* PASSAGE SHOWN:
While the person with the illness/pain is mourning their loss of ability and freedom, others often accuse them of just being lazy or malingering. We must resist the temptation to make a visual diagnosis by coming to the conclusion that our loved one must be embellishing their situation or trying to pull the wool over our eyes, because to us they “look fine.” After all, when we rebut what they are telling us with, "But you LOOK good," our friend really hears, "But, I don’t believe you, because I can’t see it."

Frankly, it is impossible for us to be compassionate, until we have acknowledged there is a situation for which to be compassionate! In other words, how can we say, “I am sorry you are sick,” when we are always saying, “I do not believe you are sick, because you don’t look sick?”

People living with chronic conditions do not want to give up! They make efforts to laugh, smile, look their best and enjoy life, even though they know they will pay dearly for it. Because of this, we should not confuse their endeavors to live life and be positive, with assuming they are feeling well or doing better. Instead, let us commend them for their incredible courage, perseverance and persistence that make their illnesses and injuries seem invisible to us."

For more information:


Marsalie said...

First of all I want to say "thank you" for sharing your innermost thoughts and feelings with all of us who faithfully read your blog. You are an amazingly courageous person, even if you don't feel like you are on most days. You are an inspiration to many. I am glad that you are able to share your frustrations...I think we all need to be a little more sensitive in life. While I have never suffered pain like you have, I did go through similar frustrations after our twins were born at just 26 weeks. I was annoyed when people came up to me and congratulated me on their birth...when all I wanted was someone to say "I'm sorry they are so sick and fighting for their lives". I continue to pray for your health and think about you often.

Jessie said...

When I first started reading this, I was very surprised. And I am still surprised sometimes. Because I had no idea how awful your disease is. I have never seen you look sick or act sick, I had only heard it referred to. It's true, you look normal, your family is beautiful and well adjusted, your house is immaculate, etc. Nobody would know unless they were told or witnessed it.

I suffer from severe depression. But not very many people know that, and almost nobody sees it. I take medication and when I leave the house nobody would know. The physical evidence is the messy house, the laundry that is never folded, my ability to sleep an entire day away, Avery's questions about why I don't play with her enough, etc.

* EXTRACTED RECORDS:
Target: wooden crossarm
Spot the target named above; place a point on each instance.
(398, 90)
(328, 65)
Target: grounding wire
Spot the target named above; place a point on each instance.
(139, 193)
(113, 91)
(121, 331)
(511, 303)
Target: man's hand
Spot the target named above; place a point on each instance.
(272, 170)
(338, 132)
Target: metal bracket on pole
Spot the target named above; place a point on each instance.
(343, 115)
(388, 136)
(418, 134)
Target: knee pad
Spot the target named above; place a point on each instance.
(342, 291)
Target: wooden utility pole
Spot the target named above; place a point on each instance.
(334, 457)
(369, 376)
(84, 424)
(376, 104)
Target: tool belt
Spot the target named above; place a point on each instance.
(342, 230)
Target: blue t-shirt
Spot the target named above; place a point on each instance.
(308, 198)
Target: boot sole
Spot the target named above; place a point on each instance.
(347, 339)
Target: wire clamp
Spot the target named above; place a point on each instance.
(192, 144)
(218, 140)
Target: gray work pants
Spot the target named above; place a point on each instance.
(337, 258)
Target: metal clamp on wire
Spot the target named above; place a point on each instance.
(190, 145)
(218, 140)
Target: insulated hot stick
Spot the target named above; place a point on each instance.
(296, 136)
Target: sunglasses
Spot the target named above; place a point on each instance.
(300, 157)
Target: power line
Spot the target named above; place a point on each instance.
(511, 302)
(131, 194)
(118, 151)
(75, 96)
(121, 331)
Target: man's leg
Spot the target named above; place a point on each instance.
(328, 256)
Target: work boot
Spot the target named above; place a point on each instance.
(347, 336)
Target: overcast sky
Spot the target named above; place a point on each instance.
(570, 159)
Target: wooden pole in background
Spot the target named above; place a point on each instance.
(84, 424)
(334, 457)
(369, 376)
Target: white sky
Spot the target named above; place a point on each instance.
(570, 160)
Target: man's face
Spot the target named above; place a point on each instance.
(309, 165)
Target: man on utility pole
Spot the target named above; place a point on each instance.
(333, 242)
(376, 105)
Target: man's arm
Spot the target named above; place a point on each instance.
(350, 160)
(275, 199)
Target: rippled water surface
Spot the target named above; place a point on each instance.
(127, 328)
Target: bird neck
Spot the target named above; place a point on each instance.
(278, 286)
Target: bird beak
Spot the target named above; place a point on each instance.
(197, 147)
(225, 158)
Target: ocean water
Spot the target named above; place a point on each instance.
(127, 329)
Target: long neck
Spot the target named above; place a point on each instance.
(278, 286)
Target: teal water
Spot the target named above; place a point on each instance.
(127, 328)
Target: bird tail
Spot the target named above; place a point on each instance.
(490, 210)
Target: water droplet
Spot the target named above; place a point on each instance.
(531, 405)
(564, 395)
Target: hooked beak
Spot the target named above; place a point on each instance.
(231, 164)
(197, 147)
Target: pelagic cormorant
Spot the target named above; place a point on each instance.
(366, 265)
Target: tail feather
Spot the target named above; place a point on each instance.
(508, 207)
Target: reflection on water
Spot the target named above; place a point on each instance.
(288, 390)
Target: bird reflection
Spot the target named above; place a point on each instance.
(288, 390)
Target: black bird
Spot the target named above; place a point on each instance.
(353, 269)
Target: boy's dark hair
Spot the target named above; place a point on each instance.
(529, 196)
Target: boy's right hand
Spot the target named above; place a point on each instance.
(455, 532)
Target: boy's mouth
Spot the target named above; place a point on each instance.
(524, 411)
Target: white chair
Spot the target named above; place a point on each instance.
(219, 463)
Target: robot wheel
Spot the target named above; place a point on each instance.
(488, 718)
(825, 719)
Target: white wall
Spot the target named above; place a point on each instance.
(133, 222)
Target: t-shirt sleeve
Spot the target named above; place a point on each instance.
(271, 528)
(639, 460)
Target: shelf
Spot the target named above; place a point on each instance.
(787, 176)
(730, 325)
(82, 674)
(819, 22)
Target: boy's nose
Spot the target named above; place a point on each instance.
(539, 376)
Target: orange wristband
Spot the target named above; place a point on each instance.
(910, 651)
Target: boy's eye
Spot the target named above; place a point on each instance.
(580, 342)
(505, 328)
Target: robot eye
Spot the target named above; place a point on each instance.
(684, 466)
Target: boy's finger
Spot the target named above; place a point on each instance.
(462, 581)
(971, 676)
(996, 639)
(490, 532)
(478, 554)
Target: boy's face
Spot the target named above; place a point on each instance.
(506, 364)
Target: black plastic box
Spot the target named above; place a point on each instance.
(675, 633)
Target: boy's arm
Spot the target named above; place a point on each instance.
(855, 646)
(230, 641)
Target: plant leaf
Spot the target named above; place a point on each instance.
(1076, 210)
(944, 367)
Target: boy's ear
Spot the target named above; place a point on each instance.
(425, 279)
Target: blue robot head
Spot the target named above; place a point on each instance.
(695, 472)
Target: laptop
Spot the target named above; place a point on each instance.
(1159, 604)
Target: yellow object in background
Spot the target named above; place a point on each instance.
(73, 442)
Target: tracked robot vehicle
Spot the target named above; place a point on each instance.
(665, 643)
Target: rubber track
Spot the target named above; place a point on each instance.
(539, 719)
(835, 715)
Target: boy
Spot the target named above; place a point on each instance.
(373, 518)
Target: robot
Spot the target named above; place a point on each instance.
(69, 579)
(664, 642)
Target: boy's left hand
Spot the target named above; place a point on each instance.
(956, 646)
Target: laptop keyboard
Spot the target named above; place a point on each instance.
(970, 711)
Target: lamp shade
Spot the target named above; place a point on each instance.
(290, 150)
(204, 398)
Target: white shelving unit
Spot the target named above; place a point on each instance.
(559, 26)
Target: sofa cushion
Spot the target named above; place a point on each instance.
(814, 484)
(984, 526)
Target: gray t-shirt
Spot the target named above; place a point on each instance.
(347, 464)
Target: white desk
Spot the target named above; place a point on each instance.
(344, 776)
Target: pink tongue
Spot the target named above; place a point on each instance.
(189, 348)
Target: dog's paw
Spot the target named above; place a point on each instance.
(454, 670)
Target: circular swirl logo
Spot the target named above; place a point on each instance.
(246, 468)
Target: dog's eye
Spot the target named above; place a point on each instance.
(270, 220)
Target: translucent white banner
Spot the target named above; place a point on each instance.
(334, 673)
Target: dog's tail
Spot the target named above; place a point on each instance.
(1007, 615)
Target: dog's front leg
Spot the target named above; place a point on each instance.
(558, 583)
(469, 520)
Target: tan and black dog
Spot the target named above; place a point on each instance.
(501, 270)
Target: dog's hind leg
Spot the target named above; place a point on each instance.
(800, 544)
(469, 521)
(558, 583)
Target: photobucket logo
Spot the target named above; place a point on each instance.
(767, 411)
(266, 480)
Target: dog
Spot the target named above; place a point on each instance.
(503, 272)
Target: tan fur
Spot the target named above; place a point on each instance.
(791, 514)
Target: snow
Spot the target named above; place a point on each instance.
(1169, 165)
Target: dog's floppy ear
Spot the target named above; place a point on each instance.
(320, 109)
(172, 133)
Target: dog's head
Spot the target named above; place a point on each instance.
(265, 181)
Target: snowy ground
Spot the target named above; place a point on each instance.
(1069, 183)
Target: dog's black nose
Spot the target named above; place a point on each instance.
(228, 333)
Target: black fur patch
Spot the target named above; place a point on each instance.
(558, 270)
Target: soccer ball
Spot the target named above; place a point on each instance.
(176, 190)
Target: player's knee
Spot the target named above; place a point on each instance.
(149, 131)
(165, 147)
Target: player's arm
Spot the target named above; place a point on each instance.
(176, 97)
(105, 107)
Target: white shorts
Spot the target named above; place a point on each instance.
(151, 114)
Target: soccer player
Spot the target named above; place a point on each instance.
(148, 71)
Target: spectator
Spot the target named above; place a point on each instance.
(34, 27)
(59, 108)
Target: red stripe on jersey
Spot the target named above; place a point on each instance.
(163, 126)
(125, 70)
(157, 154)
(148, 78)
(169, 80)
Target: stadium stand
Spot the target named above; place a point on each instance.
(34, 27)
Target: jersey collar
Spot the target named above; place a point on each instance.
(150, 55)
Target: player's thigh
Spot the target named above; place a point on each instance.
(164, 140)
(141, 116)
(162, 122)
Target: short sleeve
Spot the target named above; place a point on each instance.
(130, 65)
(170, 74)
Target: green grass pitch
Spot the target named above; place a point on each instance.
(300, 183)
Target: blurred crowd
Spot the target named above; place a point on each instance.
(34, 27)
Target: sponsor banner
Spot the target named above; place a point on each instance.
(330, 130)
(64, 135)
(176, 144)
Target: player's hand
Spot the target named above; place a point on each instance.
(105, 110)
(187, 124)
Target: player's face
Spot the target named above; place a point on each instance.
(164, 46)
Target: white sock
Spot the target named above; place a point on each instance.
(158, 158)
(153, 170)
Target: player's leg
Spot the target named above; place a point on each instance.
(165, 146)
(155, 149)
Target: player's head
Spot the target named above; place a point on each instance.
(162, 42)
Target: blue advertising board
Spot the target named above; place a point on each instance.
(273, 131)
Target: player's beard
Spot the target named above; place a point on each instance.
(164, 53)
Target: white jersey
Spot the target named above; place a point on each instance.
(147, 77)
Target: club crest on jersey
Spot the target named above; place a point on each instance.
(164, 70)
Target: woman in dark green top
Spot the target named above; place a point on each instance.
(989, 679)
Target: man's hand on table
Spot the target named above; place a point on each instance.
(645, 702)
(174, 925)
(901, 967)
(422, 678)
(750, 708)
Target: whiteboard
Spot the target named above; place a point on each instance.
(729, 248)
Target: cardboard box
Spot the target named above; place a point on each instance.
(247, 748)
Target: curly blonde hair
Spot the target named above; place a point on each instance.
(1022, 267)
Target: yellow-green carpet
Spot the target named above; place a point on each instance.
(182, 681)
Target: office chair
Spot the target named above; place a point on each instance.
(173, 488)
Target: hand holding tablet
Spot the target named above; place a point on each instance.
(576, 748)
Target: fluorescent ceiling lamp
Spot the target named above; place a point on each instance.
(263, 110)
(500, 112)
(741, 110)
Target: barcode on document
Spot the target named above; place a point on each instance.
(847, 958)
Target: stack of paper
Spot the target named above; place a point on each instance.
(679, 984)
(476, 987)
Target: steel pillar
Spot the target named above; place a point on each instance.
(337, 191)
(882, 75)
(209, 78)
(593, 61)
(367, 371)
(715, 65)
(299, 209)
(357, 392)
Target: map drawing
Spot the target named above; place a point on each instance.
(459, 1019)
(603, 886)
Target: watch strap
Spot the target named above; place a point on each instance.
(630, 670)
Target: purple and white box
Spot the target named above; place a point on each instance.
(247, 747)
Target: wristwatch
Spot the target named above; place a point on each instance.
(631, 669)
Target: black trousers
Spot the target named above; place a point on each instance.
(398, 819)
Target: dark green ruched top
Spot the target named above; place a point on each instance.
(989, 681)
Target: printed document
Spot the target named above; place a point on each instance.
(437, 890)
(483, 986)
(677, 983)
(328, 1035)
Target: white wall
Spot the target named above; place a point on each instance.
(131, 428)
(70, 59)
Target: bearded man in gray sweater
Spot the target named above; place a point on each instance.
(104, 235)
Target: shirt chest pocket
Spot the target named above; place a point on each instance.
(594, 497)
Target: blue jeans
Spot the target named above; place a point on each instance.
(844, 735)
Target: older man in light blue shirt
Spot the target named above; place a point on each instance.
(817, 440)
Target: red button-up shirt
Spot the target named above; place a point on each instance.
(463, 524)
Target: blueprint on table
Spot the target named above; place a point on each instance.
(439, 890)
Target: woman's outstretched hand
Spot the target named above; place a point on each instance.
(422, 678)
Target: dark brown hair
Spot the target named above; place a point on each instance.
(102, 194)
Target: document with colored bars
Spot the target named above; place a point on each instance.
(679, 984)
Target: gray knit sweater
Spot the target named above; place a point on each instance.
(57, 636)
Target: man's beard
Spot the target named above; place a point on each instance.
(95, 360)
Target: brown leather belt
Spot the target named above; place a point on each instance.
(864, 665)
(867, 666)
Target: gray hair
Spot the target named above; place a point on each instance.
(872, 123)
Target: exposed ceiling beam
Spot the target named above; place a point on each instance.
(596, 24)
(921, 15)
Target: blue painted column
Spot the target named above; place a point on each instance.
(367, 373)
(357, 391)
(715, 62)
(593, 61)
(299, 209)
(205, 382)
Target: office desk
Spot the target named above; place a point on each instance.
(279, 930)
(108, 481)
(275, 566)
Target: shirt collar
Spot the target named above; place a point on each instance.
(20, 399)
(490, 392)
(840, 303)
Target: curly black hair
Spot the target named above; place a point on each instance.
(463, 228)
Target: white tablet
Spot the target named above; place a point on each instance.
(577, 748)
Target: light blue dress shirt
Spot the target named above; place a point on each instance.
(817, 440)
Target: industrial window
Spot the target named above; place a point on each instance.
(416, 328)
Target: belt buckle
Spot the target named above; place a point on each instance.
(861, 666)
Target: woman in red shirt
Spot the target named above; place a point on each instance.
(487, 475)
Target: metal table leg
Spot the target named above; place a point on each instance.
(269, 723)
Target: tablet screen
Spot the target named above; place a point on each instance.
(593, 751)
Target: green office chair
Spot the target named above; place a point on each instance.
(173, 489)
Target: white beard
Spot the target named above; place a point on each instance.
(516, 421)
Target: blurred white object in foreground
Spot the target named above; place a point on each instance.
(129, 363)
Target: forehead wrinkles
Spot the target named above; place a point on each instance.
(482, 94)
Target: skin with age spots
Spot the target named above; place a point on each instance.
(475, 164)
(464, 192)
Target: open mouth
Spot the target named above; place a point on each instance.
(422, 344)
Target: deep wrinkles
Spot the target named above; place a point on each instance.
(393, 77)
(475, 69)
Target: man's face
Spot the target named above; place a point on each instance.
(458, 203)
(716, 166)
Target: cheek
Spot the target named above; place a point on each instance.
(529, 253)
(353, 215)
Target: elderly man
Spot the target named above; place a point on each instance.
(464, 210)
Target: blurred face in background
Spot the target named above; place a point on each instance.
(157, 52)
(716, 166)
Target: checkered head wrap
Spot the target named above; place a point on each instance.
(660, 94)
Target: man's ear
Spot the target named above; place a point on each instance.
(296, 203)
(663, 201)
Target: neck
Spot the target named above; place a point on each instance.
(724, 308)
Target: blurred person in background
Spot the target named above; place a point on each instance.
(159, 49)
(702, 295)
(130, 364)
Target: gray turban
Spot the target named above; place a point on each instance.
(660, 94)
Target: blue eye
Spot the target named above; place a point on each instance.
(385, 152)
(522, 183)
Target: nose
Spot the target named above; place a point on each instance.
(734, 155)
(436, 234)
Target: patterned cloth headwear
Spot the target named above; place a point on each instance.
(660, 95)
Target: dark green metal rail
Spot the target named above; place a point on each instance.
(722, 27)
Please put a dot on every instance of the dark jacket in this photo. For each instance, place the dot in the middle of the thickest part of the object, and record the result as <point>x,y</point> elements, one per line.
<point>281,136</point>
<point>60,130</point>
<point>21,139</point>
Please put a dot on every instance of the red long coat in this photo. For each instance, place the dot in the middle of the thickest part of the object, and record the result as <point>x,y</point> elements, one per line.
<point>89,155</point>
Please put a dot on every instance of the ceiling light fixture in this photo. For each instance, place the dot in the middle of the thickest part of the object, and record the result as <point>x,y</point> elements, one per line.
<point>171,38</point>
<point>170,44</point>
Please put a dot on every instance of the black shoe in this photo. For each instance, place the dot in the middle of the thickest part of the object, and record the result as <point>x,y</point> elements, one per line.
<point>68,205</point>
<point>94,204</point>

* ASSIGNMENT: Quote the stretch of the passage about invisible illness from "First of all" through "Jessie said...".

* OUTPUT OF THE TASK:
First of all I want to say "thank you" for sharing your innermost thoughts and feelings with all of us who faithfully read your blog. You are an amazingly courageous person, even if you don't feel like you are on most days. You are an inspiration to many. I am glad that you are able to share your frustrations...I think we all need to be a little more sensitive in life. While I have never suffered pain like you have, I did go through similar frustrations after our twins were born at just 26 weeks. I was annoyed when people came up to me and congratulated me on their birth...when all I wanted was someone to say "I'm sorry they are so sick and fighting for their lives". I continue to pray for your health and think about you often.

Jessie said...